(Records for the task)
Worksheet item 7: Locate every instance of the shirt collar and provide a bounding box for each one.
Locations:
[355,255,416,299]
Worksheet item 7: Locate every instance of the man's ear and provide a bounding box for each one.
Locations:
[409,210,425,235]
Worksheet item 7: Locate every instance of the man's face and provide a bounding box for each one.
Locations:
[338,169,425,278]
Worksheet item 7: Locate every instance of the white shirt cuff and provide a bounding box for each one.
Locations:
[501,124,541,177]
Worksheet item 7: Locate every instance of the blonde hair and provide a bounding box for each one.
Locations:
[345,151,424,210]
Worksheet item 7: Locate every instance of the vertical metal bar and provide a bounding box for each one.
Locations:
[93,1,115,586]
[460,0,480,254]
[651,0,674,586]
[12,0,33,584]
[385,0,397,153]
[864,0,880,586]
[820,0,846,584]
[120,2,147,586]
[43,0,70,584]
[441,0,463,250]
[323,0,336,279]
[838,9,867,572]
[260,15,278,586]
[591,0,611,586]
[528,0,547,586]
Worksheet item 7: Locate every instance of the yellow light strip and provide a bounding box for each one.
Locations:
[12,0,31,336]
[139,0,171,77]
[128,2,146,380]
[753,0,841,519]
--
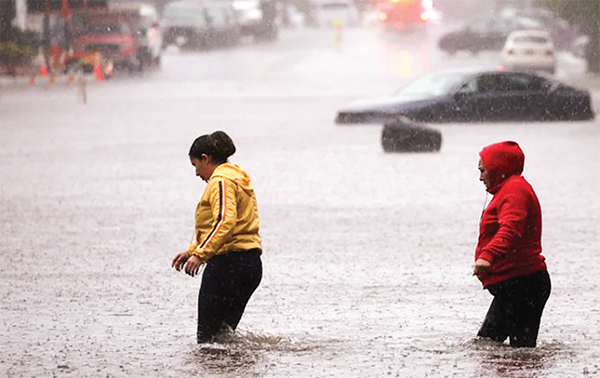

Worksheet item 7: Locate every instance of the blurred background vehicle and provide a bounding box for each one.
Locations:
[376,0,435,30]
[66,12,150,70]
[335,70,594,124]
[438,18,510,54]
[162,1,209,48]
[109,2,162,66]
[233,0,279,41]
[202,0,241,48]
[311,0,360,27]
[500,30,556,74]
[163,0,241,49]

(What the task asks) Begin at the row that has "Worksheet item 7: Locate every instance of the shirt" and stop after the row that has "[338,169,425,278]". Write out all of those rows again, and shift every bounding-box coordinate in them by adding -41.

(Solution to the problem)
Worksheet item 7: Locate every instance of the shirt collar and provide a bounding box for each one.
Locations:
[314,214,375,258]
Worksheet item 7: Locate every instance of the man's ear and provide a bounding box for each one.
Locations:
[368,169,384,194]
Worksheet item 7: Locate every instance of the man's face and provide a bounding box for each one.
Locations:
[297,128,384,237]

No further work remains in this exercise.